GIVEN PASSAGE:
# Whats up Everyone



## YoungCee (Mar 22, 2013)

My name is Cee, Im a music producer/Aspiring film composer.
Ive been producing for about 10 years and sorta just 
got into film. 
Hope everyone is having a great night. 
Hit me up if you wanna know more.


----------



## RiffWraith (Mar 22, 2013)

Howdy. 

LA,FL,CT


CT?!?!!? :shock:


----------



## YoungCee (Mar 22, 2013)

Haha. CT is Connecticut. its where i was raised. Hows it going.


----------



## RiffWraith (Mar 22, 2013)

YoungCee @ Sat Mar 23 said:


> Haha. CT is Connecticut.



I know, it's where I live. That's why the :shock:


----------



## YoungCee (Mar 22, 2013)

That's Awesome man what part?


----------



## RiffWraith (Mar 22, 2013)

YoungCee @ Sat Mar 23 said:


> That's Awesome man what part?



Norwich. You?


----------



## YoungCee (Mar 22, 2013)

Bloomfield Ct.
Im' actually about to check out your guitar library, i did a demo for orange tree samples. check out it when u get a chance. 
its called Wash Away 

http://www.orangetreesamples.com/evolut ... strawberry

Just scroll down. lol.


----------



## YoungCee (Mar 22, 2013)

Would love to put a demo together for you bro. just checked out your library. Really love the sound of the single notes.


----------



## RiffWraith (Mar 23, 2013)

Glad you like the sound, thanks. 

Not in need of any demos, thank you for the offer.


----------

SUPPLIED MATERIAL:
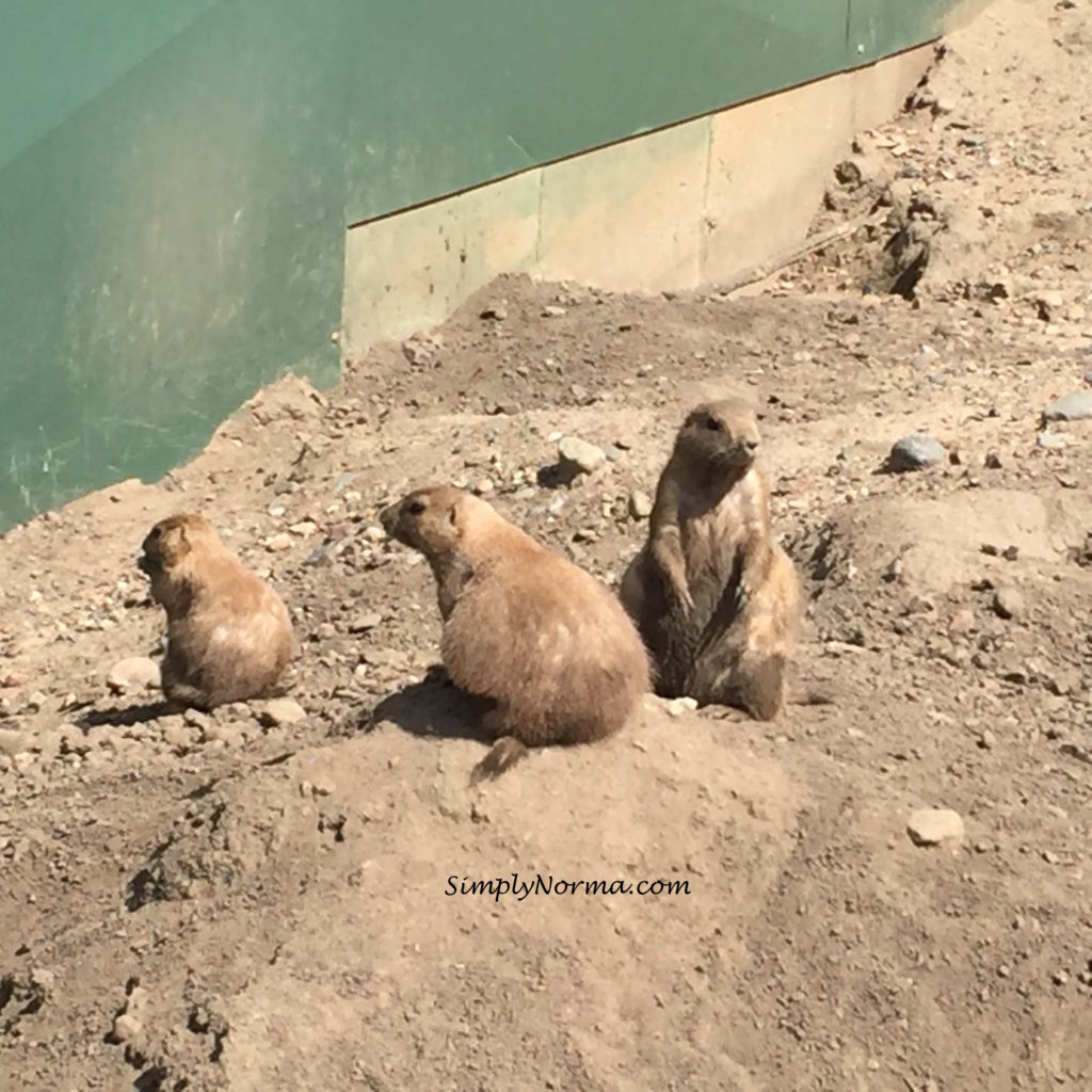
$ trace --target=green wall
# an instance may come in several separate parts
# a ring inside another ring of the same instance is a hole
[[[3,0],[0,530],[337,375],[345,227],[935,37],[950,0]]]

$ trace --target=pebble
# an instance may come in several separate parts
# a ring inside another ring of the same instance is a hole
[[[382,620],[383,616],[372,610],[370,614],[360,615],[360,617],[349,626],[348,631],[351,633],[364,633],[369,629],[375,629]]]
[[[629,495],[629,514],[634,520],[646,520],[652,514],[652,498],[640,489]]]
[[[163,729],[163,739],[176,750],[189,750],[193,745],[193,729],[185,724],[168,724]]]
[[[949,633],[970,633],[974,629],[974,614],[971,610],[957,610],[948,624]]]
[[[298,701],[290,698],[274,698],[268,702],[260,715],[262,724],[270,727],[281,727],[286,724],[298,724],[307,720],[307,712]]]
[[[945,455],[945,447],[939,440],[926,432],[913,432],[892,446],[888,466],[897,472],[916,471],[943,462]]]
[[[1073,391],[1052,402],[1043,420],[1087,420],[1092,417],[1092,391]]]
[[[127,656],[110,668],[106,685],[115,693],[152,690],[159,685],[159,665],[147,656]]]
[[[923,345],[912,363],[915,368],[935,368],[940,363],[940,354],[931,345]]]
[[[119,1043],[136,1038],[143,1030],[144,1024],[131,1012],[122,1012],[114,1018],[114,1037]]]
[[[222,743],[227,747],[241,747],[247,741],[246,732],[238,723],[210,724],[202,732],[201,738],[206,744]]]
[[[963,838],[963,819],[950,808],[921,808],[910,817],[906,833],[915,845],[939,845]]]
[[[698,702],[693,698],[673,698],[667,702],[668,716],[681,716],[684,713],[692,713],[698,708]]]
[[[602,448],[574,436],[567,436],[558,443],[557,454],[562,470],[578,474],[591,474],[607,461]]]
[[[994,610],[999,618],[1019,618],[1024,613],[1023,596],[1011,584],[1002,584],[994,592]]]
[[[15,728],[0,728],[0,755],[17,755],[29,748],[26,733]]]
[[[1048,451],[1063,451],[1069,447],[1069,441],[1058,432],[1040,432],[1035,443]]]

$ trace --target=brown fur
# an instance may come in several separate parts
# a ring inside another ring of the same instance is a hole
[[[741,400],[687,415],[620,595],[652,653],[658,693],[772,720],[785,701],[800,591],[770,531],[758,447],[758,420]]]
[[[622,726],[650,689],[649,657],[594,577],[461,489],[418,489],[381,520],[432,568],[451,679],[495,702],[484,726],[497,743],[474,780],[509,769],[524,745],[590,743]]]
[[[139,567],[167,614],[163,692],[178,707],[213,709],[275,692],[292,657],[292,621],[281,596],[221,542],[198,514],[161,520]]]

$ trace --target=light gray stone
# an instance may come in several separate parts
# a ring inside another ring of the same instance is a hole
[[[892,471],[918,471],[942,463],[947,454],[939,440],[926,432],[913,432],[892,446],[888,466]]]
[[[950,808],[921,808],[910,817],[906,833],[915,845],[939,845],[959,841],[965,831],[963,818]]]
[[[1073,391],[1043,411],[1043,420],[1087,420],[1092,417],[1092,391]]]

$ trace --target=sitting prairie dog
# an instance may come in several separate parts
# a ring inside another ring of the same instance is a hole
[[[161,520],[136,562],[167,614],[168,703],[210,710],[274,692],[293,652],[283,600],[198,514]]]
[[[621,728],[651,687],[649,657],[594,577],[462,489],[418,489],[380,520],[431,566],[451,680],[492,702],[483,723],[495,745],[472,783],[511,768],[526,747]]]
[[[758,419],[740,399],[687,415],[619,594],[652,654],[657,692],[772,720],[785,701],[800,587],[770,531],[758,447]]]

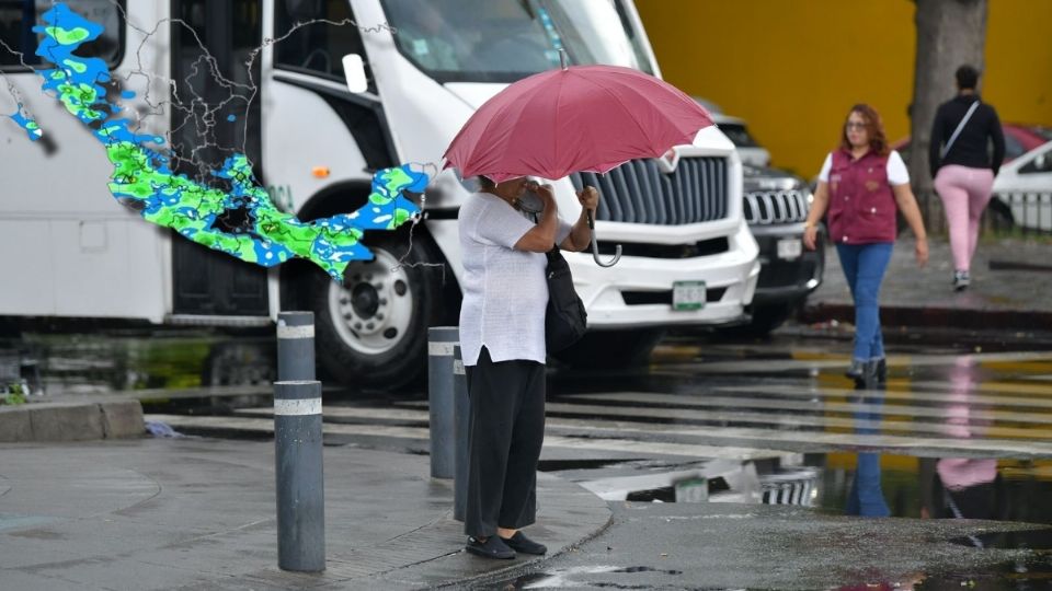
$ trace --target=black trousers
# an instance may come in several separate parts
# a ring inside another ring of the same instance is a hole
[[[517,530],[537,514],[537,461],[545,440],[545,366],[494,363],[482,347],[465,368],[471,419],[464,531],[474,537]]]

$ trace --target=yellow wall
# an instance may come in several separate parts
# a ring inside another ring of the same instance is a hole
[[[816,175],[858,102],[880,112],[891,141],[910,134],[910,0],[636,5],[665,80],[746,119],[776,166]],[[1052,126],[1050,23],[1052,0],[990,0],[983,97],[1003,120]]]

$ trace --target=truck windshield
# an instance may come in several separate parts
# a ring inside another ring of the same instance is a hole
[[[384,0],[399,50],[439,82],[514,82],[570,63],[653,73],[620,0]]]

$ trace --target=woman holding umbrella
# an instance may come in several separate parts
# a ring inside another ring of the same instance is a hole
[[[547,548],[519,531],[534,523],[537,461],[545,437],[545,311],[548,282],[544,253],[559,244],[583,251],[591,242],[587,212],[599,194],[578,194],[581,216],[572,227],[558,215],[551,185],[526,177],[493,183],[460,208],[465,269],[460,347],[471,401],[467,549],[489,558]],[[535,224],[518,211],[529,189],[544,202]]]
[[[547,257],[553,244],[598,248],[598,192],[578,194],[573,227],[560,222],[551,187],[527,175],[605,173],[660,158],[712,125],[709,114],[662,80],[617,66],[563,67],[534,74],[485,102],[446,149],[445,166],[479,176],[460,208],[464,303],[460,347],[471,401],[467,549],[492,558],[544,554],[521,531],[534,522],[537,459],[545,426]],[[515,211],[529,188],[545,208],[537,224]],[[619,252],[619,250],[617,251]],[[616,260],[616,256],[615,256]]]
[[[844,121],[841,146],[825,158],[808,213],[803,243],[815,247],[816,224],[828,210],[830,237],[855,299],[855,350],[846,375],[862,383],[883,381],[887,372],[878,297],[895,242],[895,211],[902,211],[916,237],[919,265],[928,260],[921,209],[899,152],[888,149],[877,111],[855,105]]]

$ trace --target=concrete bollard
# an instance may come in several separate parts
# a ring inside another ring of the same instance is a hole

GIVEN PROBLEM:
Transcribe the passage of the forum thread starting at "Norwich. You?" and ending at "get a chance.".

FINISHED EXERCISE:
Norwich. You?


----------



## YoungCee (Mar 22, 2013)

Bloomfield Ct.
Im' actually about to check out your guitar library, i did a demo for orange tree samples. check out it when u get a chance.